In the text on forming curled container lips, how is the lip typically formed for paperboard container bodies?
***** READING TEXT *****
The invention is directed to a process and apparatus for forming an outwardly curled lip, i.e., rim, on a cylindrical container body. More specifically, the invention is directed to a process and apparatus for forming an outwardly curled or rolled lip on a cylindrical container body formed of a deformable material such as single or multiple layers of paperboard material.
Non-metallic containers have achieved widespread commercial acceptance. These containers include a body made from plastic, paperboard, or a layered structure, such as one or more layers of paperboard having interior and/or exterior polymeric film or foil layers. Typically these container bodies are easier to manufacture, are less expensive, and/or are more environmentally acceptable than prior metal containers.
In cylindrical form, non-metallic containers include a separate closure member at one or both ends of the cylinder. In some instances, the closure member may be a metallic closure member which is joined to the container body by outwardly rolling a portion of the lip of the container into a metallic flange of the metal closure, which is then crimped into the container body structure. Alternatively a peelable lidding member can be attached directly to a container body by means of a thermal seal formed between an integral lip on the container body and the lidding member.
For plastic container bodies an integral top flange or lip can readily be formed during the molding process. However, for paperboard container bodies the lip-forming procedure is typically accomplished in a step separate from formation of the body, per se.
***** INFORMATION PROVIDED *****
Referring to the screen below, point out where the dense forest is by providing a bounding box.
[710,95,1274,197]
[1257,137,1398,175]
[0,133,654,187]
*****
▸ **THE REPLY**
In a step separate from the formation of the body itself.